PASSAGE ▸
******

A recent survey shows that parents eager to vaccinate their youngest children are in the minority.

Very few parents of kids under age 5 plan to sign their child up for a COVID-19 vaccine when they be...
Songsak rohprasit/Moment/Getty Images

Moderna has — finally — asked for FDA approval for its Covid-19 vaccine for kids under 5. Parents of these children have had the longest wait of all for a vaccine to give their little ones, but it turns out that after all this time waiting, most of them aren’t in any rush to get shots in their kids’ arms once a vaccine is approved.

According to the latest Vaccine Monitor survey, published Wednesday by the Kaiser Family Foundation, fewer than 1 in 5 parents (18%) say they are “eager to get their child vaccinated right away.” Almost twice as many (38%) say they “plan to wait a while to see how the vaccine is working for others.” Other small children, presumably, since kids ages 5-11 have been getting shots since November — and kids 12 and up have been getting shots since May 2021 — and the main drawback of the vaccine in kids is that the immunity it offers wears off more quickly that we’d hoped.

About another fifth of parents are even more reluctant, with 27% saying they will “definitely not” get their child vaccinated and 11% saying they “will only do so if they are required.”

More than half of surveyed parents with littles this age say they “do not have enough information about the vaccines’ safety and effectiveness for children under age 5.”

That data doesn’t bode well for the idea of a vaccine mandate or heard immunity in children. In addition, recent data show that during the pandemic a lot of kids fell behind schedule with all of their other vaccines as well.

The survey also covered other COVID-related questions, like masking and safety in schools.

Masking is on the wane in schools, with fewer than two in ten parents of kids of all ages reporting that there is a mask mandate in place at their child’s school, as compared to seven in ten back in September. Interestingly, Black and Hispanic parents were almost three times as likely as White parents to say that their child “usually” wears a mask while at school.

A majority (84%) of parents reported feeling that their child is at least “somewhat safe” from Covid-19 at school. There was a significant difference in the way Black and white parents answered this question, however, with 52% of white parents expressing feeling safe, in comparison to only 32% of Black parents.

While it’s exciting to finally have a vaccine for kids under 5 on the horizon, our country has a lot of work to do in convincing parents that our health and education systems are worthy of their trust.

******

(Region pointing data)
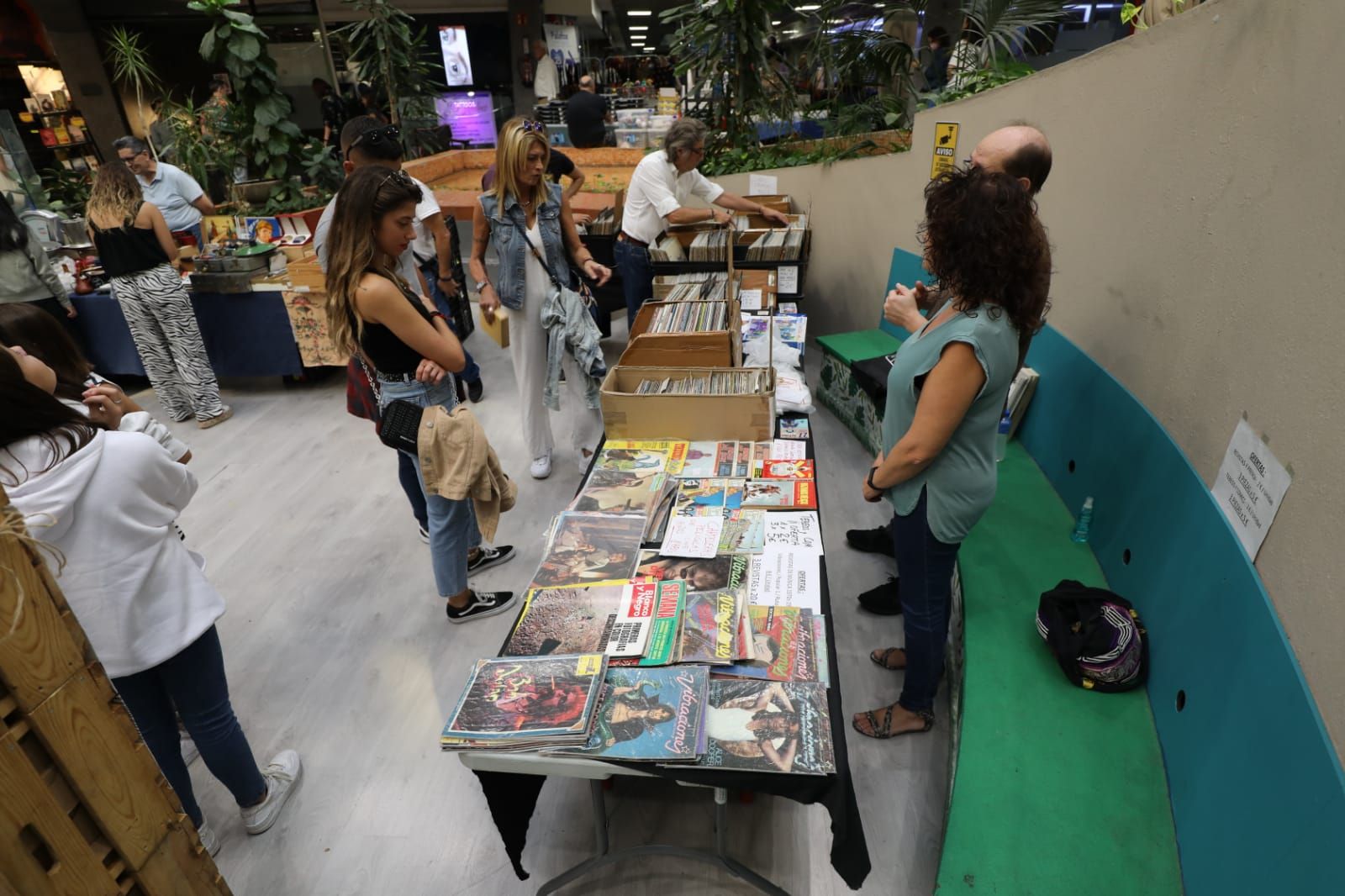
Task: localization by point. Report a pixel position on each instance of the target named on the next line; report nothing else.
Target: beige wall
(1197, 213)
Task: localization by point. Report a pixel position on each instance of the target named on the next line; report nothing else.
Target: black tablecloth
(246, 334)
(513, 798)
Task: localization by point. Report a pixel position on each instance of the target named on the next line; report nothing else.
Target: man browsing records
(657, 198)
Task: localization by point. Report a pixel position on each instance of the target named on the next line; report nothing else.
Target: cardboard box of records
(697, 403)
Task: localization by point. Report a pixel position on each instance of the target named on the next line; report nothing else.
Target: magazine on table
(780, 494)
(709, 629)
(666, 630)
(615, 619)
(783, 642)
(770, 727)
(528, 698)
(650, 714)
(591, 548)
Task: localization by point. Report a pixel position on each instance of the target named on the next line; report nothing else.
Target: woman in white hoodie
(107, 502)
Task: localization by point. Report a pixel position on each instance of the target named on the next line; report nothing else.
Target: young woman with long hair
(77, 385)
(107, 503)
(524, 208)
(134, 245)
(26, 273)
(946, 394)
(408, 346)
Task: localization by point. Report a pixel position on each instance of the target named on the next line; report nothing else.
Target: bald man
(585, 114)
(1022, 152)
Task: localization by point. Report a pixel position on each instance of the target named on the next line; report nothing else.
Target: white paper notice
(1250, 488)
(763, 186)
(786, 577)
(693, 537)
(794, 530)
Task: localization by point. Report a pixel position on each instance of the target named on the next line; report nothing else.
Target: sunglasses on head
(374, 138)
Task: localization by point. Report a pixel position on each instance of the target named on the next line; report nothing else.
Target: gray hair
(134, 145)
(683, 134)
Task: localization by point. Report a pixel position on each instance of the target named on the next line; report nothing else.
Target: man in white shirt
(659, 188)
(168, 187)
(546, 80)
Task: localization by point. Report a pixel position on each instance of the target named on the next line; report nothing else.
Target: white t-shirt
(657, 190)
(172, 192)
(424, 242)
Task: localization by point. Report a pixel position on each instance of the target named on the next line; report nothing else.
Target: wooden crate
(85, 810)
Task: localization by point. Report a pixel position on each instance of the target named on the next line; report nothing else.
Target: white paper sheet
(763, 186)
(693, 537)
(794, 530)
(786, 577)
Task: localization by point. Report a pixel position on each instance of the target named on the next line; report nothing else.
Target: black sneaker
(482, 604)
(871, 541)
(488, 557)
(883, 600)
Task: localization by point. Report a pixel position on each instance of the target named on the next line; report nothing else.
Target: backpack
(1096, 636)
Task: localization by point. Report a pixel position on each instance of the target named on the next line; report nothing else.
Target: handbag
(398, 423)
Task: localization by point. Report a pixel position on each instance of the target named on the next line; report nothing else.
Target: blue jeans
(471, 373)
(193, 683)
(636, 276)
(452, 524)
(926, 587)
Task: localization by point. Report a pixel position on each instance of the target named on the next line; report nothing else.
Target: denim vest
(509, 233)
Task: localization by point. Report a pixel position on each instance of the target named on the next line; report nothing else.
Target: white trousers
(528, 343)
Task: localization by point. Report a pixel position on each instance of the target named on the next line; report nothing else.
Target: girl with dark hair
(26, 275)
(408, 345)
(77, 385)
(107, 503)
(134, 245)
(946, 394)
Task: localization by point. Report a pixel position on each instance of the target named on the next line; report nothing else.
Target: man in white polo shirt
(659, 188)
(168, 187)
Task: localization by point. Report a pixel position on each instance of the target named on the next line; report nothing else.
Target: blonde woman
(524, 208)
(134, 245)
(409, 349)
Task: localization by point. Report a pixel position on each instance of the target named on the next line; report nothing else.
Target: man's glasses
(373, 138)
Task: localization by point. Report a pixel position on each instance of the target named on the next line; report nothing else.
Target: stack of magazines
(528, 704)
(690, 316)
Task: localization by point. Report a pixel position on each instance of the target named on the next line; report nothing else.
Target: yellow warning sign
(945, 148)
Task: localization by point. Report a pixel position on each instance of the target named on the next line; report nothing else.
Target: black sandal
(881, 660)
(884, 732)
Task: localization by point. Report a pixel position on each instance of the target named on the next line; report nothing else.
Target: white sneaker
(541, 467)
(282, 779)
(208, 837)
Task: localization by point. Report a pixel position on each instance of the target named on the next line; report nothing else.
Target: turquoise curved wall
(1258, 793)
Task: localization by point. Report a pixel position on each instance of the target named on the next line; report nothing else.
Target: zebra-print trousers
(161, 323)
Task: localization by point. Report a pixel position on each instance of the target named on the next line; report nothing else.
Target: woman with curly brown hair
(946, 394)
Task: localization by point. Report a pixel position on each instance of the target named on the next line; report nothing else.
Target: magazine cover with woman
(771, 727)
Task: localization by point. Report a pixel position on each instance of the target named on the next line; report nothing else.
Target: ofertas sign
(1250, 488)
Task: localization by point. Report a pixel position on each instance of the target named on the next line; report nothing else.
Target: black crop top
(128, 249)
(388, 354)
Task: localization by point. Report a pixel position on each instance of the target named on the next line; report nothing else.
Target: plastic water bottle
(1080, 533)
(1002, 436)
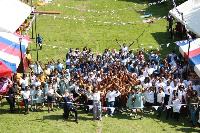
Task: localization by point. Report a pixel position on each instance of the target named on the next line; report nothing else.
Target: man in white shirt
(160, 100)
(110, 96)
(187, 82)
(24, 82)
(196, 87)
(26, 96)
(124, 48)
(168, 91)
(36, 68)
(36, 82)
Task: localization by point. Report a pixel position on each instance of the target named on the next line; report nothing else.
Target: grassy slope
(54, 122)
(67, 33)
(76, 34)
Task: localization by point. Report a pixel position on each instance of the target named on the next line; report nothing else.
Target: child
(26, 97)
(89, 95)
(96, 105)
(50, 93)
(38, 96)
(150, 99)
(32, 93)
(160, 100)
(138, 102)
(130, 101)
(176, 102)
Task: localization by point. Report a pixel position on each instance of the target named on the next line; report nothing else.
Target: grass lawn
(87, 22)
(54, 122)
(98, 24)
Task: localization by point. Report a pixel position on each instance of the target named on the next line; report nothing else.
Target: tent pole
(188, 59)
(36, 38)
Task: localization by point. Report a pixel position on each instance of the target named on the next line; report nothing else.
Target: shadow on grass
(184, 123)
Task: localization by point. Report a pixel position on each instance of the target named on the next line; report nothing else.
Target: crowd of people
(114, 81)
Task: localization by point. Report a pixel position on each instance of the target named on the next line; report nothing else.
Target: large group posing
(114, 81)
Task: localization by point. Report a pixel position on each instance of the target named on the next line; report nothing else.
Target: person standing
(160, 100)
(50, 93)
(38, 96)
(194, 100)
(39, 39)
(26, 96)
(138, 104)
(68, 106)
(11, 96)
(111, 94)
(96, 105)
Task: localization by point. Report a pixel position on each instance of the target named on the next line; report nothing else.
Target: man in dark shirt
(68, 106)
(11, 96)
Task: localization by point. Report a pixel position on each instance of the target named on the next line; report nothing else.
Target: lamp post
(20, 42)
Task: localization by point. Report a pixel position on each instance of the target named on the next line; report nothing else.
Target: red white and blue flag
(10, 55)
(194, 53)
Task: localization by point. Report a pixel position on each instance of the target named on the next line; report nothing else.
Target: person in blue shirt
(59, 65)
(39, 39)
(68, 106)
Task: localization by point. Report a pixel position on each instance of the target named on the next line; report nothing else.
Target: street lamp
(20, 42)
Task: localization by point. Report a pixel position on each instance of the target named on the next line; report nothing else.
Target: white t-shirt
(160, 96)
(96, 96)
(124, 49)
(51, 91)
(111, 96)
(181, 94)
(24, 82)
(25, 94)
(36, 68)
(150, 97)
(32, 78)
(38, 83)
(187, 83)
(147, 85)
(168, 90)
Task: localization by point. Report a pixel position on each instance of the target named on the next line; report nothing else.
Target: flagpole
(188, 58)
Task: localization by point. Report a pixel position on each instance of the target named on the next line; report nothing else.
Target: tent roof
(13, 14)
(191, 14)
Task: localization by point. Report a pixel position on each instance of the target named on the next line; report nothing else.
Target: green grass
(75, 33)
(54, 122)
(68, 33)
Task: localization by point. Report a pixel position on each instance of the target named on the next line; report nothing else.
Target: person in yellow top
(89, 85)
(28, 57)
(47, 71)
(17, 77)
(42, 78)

******

TASK DETAILS ▸ List every percentage figure in the article on the parent vaccine survey, each with the group or response it describes.

SOLVED EXERCISE ▸
- 18%: parents eager to get their child vaccinated right away
- 38%: parents who plan to wait a while to see how the vaccine is working for others
- 27%: parents who will definitely not get their child vaccinated
- 11%: parents who will only do so if required
- 84%: parents who feel their child is at least somewhat safe from Covid-19 at school
- 52%: white parents expressing feeling safe
- 32%: Black parents expressing feeling safe